## EXERCISE BRIEF
Quote exactly, and only, the lines from the one with "example: [1251, 726]" through the end of the listing.

## GIVEN DATA
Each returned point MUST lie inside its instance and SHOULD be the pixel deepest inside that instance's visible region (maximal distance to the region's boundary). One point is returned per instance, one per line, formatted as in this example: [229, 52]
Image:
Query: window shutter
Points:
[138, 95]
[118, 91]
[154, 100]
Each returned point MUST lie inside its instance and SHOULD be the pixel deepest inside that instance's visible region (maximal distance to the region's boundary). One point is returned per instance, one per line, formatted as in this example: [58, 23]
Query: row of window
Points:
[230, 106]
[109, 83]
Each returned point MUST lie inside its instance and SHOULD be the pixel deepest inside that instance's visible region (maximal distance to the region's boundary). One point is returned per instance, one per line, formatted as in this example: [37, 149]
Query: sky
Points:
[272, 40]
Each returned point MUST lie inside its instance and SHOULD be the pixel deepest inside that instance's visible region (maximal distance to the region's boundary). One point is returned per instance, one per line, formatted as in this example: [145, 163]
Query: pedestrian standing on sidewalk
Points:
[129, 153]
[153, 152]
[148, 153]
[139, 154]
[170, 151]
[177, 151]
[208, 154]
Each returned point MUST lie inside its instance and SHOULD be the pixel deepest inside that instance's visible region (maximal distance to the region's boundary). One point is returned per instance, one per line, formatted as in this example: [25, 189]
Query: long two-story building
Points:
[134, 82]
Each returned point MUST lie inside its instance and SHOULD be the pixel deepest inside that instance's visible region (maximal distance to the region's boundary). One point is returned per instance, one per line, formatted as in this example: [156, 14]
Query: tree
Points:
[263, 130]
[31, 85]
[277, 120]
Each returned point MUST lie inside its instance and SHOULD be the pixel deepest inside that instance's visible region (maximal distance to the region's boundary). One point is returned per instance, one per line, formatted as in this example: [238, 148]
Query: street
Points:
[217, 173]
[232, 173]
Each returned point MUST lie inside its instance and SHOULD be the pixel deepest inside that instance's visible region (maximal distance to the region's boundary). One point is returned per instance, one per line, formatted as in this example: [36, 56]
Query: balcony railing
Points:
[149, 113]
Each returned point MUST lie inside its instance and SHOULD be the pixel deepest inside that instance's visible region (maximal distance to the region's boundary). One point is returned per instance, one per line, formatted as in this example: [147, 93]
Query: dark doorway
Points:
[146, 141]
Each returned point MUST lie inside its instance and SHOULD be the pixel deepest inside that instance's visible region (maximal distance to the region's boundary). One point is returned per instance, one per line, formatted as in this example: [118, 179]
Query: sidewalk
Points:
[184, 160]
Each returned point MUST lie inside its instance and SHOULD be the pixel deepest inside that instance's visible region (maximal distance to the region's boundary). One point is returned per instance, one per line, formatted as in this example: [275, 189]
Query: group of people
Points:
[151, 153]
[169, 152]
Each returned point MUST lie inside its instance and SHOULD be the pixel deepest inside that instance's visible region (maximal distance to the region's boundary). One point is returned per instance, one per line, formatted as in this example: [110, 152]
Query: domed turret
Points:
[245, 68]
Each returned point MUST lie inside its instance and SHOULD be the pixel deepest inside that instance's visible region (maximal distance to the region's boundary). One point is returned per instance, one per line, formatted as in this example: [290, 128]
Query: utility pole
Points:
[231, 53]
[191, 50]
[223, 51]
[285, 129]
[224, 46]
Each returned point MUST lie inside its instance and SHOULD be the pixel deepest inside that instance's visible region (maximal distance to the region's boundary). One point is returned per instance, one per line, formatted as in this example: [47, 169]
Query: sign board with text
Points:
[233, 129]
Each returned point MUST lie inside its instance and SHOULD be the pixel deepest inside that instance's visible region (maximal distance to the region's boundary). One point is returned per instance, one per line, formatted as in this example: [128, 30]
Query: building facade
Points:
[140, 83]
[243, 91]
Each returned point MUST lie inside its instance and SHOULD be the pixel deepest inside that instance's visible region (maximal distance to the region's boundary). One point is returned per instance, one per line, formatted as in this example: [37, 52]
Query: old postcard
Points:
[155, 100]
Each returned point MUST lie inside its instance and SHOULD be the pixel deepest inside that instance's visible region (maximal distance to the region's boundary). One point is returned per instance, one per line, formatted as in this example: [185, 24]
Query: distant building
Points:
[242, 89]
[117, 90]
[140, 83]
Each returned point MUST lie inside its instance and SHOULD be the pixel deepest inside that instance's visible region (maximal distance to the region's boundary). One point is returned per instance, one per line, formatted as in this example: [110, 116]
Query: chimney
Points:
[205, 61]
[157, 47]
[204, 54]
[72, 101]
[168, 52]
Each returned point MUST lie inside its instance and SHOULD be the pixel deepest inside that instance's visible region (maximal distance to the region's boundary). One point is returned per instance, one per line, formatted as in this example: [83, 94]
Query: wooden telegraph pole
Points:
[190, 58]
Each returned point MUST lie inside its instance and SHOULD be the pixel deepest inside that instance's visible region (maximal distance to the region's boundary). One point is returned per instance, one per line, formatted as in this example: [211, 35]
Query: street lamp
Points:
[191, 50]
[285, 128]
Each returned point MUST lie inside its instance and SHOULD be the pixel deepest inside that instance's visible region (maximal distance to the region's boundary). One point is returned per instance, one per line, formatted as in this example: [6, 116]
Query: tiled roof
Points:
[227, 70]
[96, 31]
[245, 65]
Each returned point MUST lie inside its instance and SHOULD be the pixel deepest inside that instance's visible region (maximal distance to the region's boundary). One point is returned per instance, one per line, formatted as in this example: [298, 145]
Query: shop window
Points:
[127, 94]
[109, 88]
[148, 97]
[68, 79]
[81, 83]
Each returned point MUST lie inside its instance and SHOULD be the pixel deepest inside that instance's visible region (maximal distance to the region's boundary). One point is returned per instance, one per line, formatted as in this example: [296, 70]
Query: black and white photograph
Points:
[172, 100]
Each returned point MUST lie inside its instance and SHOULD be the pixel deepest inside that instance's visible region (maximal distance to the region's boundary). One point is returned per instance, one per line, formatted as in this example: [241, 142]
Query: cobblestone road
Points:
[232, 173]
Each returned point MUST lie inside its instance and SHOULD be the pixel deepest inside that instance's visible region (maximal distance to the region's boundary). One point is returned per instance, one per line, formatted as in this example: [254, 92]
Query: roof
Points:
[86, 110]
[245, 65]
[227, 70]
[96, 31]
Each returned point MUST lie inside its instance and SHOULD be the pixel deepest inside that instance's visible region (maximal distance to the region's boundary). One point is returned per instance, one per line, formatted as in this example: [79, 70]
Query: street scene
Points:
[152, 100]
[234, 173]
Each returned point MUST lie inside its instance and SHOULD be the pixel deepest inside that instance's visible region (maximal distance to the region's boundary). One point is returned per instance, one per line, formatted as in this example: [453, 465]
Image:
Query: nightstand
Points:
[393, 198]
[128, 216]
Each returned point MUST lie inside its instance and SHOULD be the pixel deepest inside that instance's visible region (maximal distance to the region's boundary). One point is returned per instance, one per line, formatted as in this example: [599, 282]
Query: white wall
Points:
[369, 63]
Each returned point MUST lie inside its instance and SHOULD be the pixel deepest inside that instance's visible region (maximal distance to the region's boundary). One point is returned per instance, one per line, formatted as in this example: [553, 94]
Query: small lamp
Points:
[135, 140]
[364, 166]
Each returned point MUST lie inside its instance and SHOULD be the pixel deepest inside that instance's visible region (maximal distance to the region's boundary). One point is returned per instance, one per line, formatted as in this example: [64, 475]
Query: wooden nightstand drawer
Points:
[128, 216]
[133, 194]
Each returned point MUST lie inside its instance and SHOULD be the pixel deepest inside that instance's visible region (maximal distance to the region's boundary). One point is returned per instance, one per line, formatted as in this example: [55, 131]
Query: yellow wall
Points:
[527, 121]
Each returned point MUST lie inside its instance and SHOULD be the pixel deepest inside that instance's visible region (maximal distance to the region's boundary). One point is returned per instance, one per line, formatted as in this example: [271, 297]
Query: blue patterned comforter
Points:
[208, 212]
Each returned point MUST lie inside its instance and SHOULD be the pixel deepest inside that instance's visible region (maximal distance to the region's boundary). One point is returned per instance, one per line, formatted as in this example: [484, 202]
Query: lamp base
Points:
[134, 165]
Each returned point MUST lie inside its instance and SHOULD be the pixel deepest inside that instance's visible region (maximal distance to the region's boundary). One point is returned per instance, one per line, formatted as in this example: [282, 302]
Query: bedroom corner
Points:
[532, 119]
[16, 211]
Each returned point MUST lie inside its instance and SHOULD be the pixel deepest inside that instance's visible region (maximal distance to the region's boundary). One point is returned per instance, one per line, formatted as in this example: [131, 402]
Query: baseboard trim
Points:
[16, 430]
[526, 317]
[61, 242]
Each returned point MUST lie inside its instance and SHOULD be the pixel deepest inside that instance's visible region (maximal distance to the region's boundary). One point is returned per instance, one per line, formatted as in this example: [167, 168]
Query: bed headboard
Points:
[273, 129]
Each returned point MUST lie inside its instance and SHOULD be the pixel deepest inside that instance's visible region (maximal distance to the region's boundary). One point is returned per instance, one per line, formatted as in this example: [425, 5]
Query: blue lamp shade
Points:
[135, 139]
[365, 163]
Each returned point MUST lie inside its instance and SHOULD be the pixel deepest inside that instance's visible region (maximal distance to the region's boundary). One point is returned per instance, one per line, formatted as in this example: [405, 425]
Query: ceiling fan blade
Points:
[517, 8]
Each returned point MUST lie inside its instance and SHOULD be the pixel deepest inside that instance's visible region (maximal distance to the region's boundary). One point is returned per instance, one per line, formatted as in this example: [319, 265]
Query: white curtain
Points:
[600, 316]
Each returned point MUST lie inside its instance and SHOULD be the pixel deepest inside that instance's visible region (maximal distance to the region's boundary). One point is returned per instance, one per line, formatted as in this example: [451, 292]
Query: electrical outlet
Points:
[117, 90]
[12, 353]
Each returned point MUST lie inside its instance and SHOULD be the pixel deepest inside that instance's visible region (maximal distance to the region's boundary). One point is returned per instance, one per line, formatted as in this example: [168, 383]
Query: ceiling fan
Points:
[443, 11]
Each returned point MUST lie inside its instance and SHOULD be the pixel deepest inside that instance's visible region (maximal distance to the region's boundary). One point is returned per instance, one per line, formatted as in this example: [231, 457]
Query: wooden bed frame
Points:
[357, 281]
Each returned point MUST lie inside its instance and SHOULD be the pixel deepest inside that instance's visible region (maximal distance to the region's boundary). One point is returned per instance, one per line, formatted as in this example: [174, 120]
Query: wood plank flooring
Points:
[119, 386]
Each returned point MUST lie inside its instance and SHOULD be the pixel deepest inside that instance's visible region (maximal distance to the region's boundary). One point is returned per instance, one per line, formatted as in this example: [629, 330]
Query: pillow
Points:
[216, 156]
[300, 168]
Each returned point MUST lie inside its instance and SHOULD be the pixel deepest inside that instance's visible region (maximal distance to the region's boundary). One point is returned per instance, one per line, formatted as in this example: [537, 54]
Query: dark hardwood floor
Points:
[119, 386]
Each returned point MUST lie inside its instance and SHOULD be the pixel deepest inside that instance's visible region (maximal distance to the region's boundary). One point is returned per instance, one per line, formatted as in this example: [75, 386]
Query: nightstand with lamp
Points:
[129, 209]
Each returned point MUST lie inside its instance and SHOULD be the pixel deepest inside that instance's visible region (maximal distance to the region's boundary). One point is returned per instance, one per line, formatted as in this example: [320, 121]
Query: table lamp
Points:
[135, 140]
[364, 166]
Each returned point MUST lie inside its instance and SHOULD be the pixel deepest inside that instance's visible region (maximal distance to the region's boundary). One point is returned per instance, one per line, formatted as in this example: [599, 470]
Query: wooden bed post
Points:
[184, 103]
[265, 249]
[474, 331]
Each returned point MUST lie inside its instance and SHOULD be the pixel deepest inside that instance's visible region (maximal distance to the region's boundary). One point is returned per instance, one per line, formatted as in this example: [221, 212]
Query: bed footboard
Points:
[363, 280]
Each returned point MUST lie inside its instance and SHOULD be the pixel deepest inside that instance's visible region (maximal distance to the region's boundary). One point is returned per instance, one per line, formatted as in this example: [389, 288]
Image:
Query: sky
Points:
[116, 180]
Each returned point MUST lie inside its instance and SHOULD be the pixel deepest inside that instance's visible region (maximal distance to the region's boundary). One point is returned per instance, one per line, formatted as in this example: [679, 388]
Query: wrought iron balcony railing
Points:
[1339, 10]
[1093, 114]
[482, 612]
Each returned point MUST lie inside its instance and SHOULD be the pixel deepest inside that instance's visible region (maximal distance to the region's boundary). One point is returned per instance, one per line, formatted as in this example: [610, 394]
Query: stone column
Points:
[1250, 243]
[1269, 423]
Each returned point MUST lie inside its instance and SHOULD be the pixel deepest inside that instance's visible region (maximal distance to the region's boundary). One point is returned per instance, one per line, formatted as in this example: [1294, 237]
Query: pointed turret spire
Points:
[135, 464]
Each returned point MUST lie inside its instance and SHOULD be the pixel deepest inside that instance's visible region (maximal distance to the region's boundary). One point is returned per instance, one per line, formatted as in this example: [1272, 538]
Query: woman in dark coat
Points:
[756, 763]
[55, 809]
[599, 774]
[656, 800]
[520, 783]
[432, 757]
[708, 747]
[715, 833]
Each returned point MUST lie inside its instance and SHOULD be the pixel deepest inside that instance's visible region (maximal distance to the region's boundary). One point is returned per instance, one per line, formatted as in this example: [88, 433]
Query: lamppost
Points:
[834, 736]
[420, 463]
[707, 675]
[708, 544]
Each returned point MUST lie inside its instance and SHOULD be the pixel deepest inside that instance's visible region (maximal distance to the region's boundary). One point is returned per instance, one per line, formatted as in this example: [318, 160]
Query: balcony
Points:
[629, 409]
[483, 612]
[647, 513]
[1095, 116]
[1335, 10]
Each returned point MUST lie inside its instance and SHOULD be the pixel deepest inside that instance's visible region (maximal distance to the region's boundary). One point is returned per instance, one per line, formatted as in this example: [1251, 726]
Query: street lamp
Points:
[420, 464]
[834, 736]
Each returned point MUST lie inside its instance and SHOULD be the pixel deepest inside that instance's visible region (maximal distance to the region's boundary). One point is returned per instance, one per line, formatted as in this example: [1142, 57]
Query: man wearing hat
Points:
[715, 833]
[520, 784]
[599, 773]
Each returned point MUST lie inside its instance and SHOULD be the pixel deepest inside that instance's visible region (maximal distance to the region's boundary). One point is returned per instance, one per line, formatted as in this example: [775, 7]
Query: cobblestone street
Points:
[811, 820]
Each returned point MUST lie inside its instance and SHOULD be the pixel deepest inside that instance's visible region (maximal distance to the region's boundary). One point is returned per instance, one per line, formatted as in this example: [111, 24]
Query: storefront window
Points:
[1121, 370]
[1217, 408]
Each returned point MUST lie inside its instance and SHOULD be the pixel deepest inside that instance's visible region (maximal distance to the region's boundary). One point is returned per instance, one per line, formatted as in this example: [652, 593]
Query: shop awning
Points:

## WORKED SOLUTION
Each returned point MUST lie inside its instance and SHOULD be the pixel deepest inside that instance's visible region (maximal distance to the region's boundary). One point is returned per instance, one per line, formatted as in this example: [1251, 726]
Query: street lamp
Points:
[420, 464]
[834, 736]
Each returned point MUST lie inside its instance and SHOULD be the pixel deepest inside that instance's visible region (maximal distance to the region's boundary). One point is returned per instance, one per line, formatted as in this example: [1142, 57]
Query: man wearing hat
Points:
[715, 833]
[520, 784]
[599, 773]
Each returned point MUST lie inside its instance and SHOULD be the pixel deepest inside that instance's visible region (maximal distance to the region's boundary). One point is returned per instance, one per line, formatted as in this example: [775, 7]
Query: cobblestone street
Points:
[811, 820]
Each returned point MUST lie inside its instance and SHOULD be the pixel deepest inside that instance's visible region (maximal distance to the region's boundary). One point is returned per instance, one per line, formatted as in this example: [111, 24]
Query: storefront window
Points:
[1121, 370]
[1217, 408]
Each returned point MUST lie inside its instance and SHOULD be the pixel deepest inside that instance's visible region (maximal distance to the region's boundary). One point is returned per instance, one per line, formatted as in this example: [652, 593]
Query: shop awning
Points:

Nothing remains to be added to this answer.